→ **The task**:
Can you write out the entries again, starting at the line containing "In this photo, each instance of the arched" and ending at the last entry, with every request kept and each point coordinate in the answers raised by 94?

☆ ☆ ☆ ☆ ☆ ☆ ☆

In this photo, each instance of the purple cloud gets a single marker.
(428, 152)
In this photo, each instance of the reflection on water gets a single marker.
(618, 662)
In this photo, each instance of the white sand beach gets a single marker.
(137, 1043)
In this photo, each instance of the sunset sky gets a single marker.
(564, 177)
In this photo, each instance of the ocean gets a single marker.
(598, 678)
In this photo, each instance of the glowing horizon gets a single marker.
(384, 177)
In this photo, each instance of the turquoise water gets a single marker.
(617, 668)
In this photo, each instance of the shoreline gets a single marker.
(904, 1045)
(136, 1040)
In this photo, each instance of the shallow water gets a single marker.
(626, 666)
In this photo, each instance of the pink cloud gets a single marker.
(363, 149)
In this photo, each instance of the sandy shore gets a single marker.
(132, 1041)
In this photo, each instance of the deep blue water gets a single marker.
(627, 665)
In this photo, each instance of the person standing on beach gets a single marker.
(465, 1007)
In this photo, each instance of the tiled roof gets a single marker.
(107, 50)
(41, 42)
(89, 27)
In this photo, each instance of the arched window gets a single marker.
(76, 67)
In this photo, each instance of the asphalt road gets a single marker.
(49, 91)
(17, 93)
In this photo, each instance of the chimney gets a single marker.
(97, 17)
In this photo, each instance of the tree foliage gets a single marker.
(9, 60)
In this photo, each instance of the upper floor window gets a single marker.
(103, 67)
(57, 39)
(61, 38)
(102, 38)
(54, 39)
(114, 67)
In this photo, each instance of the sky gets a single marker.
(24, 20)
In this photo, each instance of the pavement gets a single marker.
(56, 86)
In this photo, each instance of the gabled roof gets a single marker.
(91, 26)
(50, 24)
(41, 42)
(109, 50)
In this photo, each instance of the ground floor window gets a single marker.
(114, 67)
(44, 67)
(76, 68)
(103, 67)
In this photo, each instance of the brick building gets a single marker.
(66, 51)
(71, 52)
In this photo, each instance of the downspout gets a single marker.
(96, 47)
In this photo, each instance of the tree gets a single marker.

☆ ☆ ☆ ☆ ☆ ☆ ☆

→ **Expected answer**:
In this photo, each instance of the arched window gets a single marker.
(170, 161)
In this photo, each instance of the asphalt road gets a single marker.
(143, 185)
(111, 187)
In this photo, each instance of the chimney gets a single marker.
(191, 111)
In this photo, each instance of the tree foliage gets a single marker.
(103, 154)
In this photo, each instance of the upper floor window gets a single marker.
(197, 161)
(151, 133)
(155, 132)
(196, 132)
(148, 133)
(208, 161)
In this photo, each instance of the sky gets a single marker.
(118, 114)
In this photo, each instance of the pavement gets a single marker.
(150, 180)
In this photo, each instance of the gabled roof gets a single marker.
(185, 120)
(144, 118)
(135, 136)
(203, 144)
In this photo, each instance of the ground floor window gets a single marker.
(208, 161)
(138, 161)
(170, 162)
(197, 161)
In this photo, each instance of the brick building gets a single marker.
(160, 145)
(165, 146)
In this photo, each instance of the downspout gets a single marker.
(190, 141)
In this photo, each instance of the tree gets a single marker.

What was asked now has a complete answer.